*** PASSAGE FOR REVIEW ***

Monday, August 19, 2024

Dr. Edward Nathan Gerard (1834-1904) - Physician and Surgeon

 

Photograph attached to Gerard’s Find A Grave memorial, #50912700


Edward Nathan Gerard was born in Rensselaer, Ralls County, Missouri, in 1834.   He was the youngest child of William Gerard and his second wife, Elizabeth Ann Ayres.  The Gerards had moved to Missouri around 1814.  By 1850, William was successful farmer, with an estate reportedly worth about $3000.  He went on to be elected to the Missouri State Legislature.

 On June 18, 1857, Edward married Priscilla Drane in Marion, Missouri.

Determined to go into the medical profession, Edward studied first with Dr. J. B. Hayes, a local physician.  Then he moved to Keokuk, Iowa, to study at the University of Iowa Medical School.   His wife Priscilla seems to have remained in Rensselaer, as their three oldest children were all born in Missouri.  After Edward graduated in 1861, the Gerards settled on a farm near Monroe City, Missouri.  To date, no evidence has been found of Edward serving during the Civil War.

*** End of PASSAGE FOR REVIEW ***
*** SUPPLIED RECORDS ***

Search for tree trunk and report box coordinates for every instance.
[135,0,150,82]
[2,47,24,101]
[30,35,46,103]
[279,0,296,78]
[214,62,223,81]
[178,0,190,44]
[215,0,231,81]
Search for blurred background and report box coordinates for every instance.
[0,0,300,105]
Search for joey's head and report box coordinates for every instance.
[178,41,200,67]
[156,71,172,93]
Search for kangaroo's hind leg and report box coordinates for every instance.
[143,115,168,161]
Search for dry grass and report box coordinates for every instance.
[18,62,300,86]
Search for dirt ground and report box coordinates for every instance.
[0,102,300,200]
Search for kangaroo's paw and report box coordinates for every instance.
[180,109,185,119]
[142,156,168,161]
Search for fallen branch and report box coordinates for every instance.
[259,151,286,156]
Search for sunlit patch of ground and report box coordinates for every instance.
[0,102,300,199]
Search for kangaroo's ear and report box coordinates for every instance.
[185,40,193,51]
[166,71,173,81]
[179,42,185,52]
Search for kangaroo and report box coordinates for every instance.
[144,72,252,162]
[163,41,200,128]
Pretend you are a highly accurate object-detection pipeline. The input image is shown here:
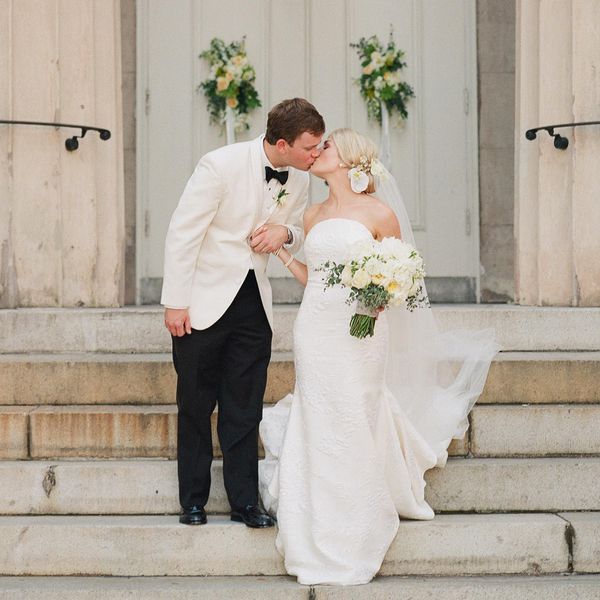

*** End of SUPPLIED RECORDS ***

> WHAT TO WORK ON:
a) In the text about Dr. Edward Nathan Gerard, whom did Edward marry, and on what date?
b) Rewrite the part of the Gerard biography that opens with the words "Determined to go" and closes with "the Civil War.", putting "homestead" in place of "farm".
c) List every person named in the Gerard biography.

> RESULTS:
a) He married Priscilla Drane on June 18, 1857.

b)
Determined to go into the medical profession, Edward studied first with Dr. J. B. Hayes, a local physician.  Then he moved to Keokuk, Iowa, to study at the University of Iowa Medical School.   His wife Priscilla seems to have remained in Rensselaer, as their three oldest children were all born in Missouri.  After Edward graduated in 1861, the Gerards settled on a homestead near Monroe City, Missouri.  To date, no evidence has been found of Edward serving during the Civil War.

c) Edward Nathan Gerard, William Gerard, Elizabeth Ann Ayres, Priscilla Drane, Dr. J. B. Hayes